# Problem statement
Every line below that has the string "sauce" needs to be copied.

# Record excerpts
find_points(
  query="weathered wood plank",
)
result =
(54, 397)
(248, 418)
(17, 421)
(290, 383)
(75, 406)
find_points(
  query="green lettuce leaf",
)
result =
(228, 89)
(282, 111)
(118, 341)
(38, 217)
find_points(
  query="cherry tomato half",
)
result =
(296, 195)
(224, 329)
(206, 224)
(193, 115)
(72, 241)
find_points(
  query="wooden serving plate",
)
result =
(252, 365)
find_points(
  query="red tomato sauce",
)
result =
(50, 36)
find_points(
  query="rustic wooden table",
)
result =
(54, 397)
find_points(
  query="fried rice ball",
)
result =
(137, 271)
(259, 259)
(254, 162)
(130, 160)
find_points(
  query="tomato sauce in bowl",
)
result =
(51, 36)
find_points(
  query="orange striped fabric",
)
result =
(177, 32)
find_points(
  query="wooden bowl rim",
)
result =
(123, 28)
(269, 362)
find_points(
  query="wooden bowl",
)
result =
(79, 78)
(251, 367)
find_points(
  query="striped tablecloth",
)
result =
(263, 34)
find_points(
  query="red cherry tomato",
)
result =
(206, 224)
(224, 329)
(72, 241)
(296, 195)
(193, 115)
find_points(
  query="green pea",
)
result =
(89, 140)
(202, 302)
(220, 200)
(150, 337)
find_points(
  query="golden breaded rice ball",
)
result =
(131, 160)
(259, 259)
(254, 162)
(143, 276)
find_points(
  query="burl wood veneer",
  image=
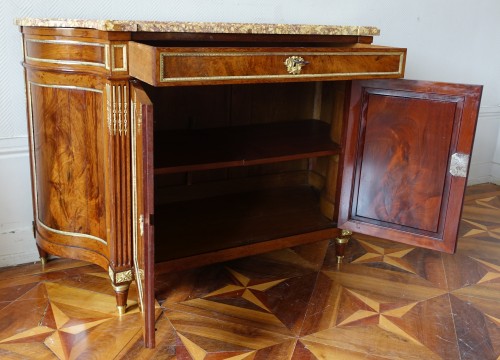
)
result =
(166, 146)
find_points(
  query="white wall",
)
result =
(458, 43)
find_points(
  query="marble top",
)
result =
(202, 27)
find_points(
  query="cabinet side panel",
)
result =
(401, 177)
(398, 177)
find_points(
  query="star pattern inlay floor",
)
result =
(387, 301)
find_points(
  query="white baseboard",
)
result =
(18, 247)
(495, 173)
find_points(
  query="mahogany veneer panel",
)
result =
(201, 226)
(203, 149)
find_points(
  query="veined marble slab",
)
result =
(202, 27)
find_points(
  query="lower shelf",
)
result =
(250, 222)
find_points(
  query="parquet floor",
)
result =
(388, 301)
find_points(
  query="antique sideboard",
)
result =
(159, 146)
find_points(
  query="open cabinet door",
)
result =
(143, 206)
(407, 151)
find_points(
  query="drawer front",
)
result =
(76, 54)
(216, 65)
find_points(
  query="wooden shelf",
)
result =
(204, 149)
(184, 230)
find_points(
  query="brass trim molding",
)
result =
(164, 55)
(117, 109)
(32, 155)
(106, 57)
(65, 62)
(69, 233)
(124, 57)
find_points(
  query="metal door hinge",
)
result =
(141, 224)
(459, 164)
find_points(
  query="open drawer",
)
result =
(166, 66)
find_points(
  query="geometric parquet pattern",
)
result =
(387, 301)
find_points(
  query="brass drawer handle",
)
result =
(294, 64)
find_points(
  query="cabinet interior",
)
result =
(237, 165)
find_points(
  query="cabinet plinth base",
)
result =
(340, 245)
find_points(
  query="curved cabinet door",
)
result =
(143, 206)
(406, 160)
(67, 146)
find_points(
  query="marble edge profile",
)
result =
(202, 27)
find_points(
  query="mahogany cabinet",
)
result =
(161, 146)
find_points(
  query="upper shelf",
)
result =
(201, 27)
(204, 149)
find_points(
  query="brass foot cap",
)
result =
(121, 309)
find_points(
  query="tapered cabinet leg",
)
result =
(121, 293)
(121, 283)
(43, 255)
(341, 244)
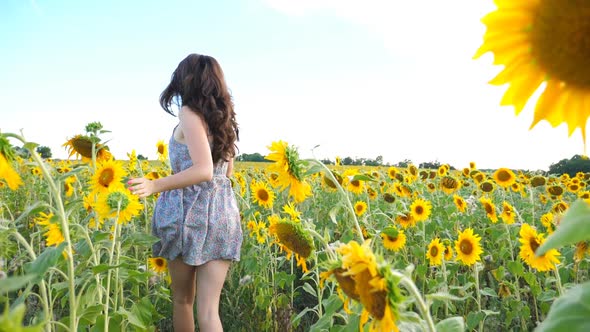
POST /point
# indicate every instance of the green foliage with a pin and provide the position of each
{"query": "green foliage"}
(12, 320)
(44, 151)
(254, 157)
(569, 312)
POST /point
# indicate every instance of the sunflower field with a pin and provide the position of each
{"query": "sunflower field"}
(325, 247)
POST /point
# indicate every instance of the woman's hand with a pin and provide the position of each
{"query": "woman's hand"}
(141, 187)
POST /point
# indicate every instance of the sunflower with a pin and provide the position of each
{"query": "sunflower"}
(487, 186)
(555, 190)
(442, 171)
(508, 213)
(392, 172)
(489, 208)
(8, 174)
(547, 221)
(68, 186)
(162, 150)
(468, 247)
(372, 193)
(543, 41)
(504, 177)
(393, 238)
(81, 146)
(584, 194)
(360, 208)
(388, 197)
(530, 242)
(466, 172)
(53, 234)
(353, 184)
(375, 292)
(435, 252)
(118, 203)
(477, 176)
(262, 195)
(449, 184)
(581, 250)
(108, 174)
(460, 203)
(420, 209)
(291, 210)
(573, 187)
(293, 237)
(405, 219)
(560, 207)
(401, 189)
(448, 253)
(158, 264)
(290, 170)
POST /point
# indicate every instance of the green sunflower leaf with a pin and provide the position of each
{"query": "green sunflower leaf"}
(573, 228)
(569, 312)
(451, 324)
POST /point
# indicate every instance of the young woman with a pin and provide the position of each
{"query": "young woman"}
(196, 215)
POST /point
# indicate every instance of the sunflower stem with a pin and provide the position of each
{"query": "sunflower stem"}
(422, 305)
(516, 287)
(478, 294)
(558, 280)
(65, 230)
(42, 287)
(328, 172)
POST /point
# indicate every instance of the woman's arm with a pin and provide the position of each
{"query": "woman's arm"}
(230, 168)
(194, 129)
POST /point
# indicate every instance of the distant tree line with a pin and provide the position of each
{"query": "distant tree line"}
(571, 166)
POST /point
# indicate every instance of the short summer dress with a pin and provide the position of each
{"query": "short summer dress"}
(201, 222)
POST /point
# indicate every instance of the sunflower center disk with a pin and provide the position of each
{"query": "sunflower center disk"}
(534, 244)
(433, 251)
(561, 40)
(263, 195)
(106, 177)
(466, 247)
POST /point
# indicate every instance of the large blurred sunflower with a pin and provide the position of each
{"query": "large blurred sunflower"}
(543, 41)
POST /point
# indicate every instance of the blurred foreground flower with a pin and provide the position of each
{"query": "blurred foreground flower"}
(543, 41)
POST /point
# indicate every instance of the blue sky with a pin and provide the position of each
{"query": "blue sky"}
(390, 78)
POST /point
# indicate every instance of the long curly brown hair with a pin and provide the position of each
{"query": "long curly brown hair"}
(200, 84)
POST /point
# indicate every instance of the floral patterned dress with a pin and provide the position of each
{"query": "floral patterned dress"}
(201, 222)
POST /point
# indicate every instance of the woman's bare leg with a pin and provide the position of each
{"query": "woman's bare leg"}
(210, 280)
(183, 295)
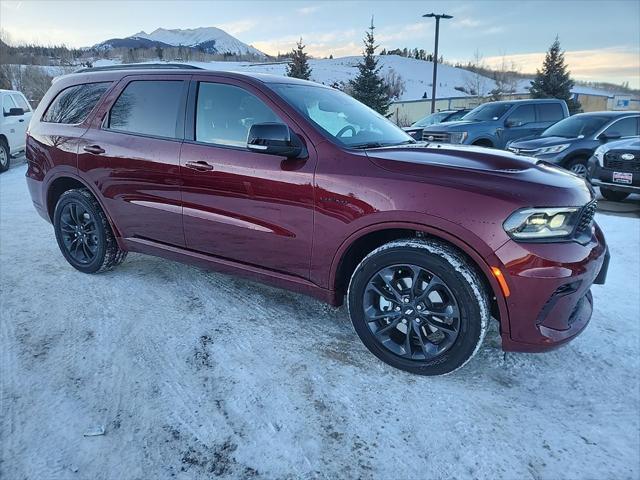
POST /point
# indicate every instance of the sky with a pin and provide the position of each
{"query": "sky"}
(601, 38)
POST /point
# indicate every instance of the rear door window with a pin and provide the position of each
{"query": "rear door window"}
(7, 104)
(627, 127)
(549, 112)
(73, 104)
(225, 113)
(149, 107)
(523, 114)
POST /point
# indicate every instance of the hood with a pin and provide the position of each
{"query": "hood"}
(498, 173)
(457, 126)
(540, 142)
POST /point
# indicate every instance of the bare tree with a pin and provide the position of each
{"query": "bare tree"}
(476, 83)
(506, 78)
(394, 83)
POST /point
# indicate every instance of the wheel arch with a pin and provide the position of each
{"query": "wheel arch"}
(360, 244)
(63, 183)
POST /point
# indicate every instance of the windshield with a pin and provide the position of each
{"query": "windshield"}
(340, 116)
(431, 119)
(487, 112)
(574, 127)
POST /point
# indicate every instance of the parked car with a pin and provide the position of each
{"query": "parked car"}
(615, 168)
(416, 129)
(293, 183)
(570, 142)
(16, 114)
(495, 124)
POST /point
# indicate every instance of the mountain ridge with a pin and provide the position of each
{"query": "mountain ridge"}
(206, 39)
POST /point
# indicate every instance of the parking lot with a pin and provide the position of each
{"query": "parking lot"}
(191, 374)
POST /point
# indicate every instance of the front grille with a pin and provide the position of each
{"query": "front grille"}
(440, 137)
(612, 161)
(586, 217)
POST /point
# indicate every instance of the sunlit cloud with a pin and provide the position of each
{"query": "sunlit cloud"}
(615, 64)
(308, 10)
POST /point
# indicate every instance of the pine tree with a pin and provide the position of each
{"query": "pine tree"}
(369, 87)
(299, 66)
(554, 81)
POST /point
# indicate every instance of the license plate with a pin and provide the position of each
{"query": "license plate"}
(623, 177)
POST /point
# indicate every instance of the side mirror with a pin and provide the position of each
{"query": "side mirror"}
(605, 137)
(274, 139)
(14, 112)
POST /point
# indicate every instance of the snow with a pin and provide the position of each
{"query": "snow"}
(196, 374)
(193, 37)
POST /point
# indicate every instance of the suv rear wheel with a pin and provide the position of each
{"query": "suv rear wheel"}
(5, 158)
(613, 195)
(419, 306)
(84, 234)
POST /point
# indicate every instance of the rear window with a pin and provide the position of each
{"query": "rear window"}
(148, 107)
(21, 102)
(550, 112)
(523, 114)
(73, 104)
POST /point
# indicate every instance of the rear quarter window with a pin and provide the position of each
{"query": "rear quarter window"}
(148, 107)
(73, 104)
(550, 112)
(21, 102)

# Exercise output
  query="red tomato sauce",
  query="tomato sauce in bowl",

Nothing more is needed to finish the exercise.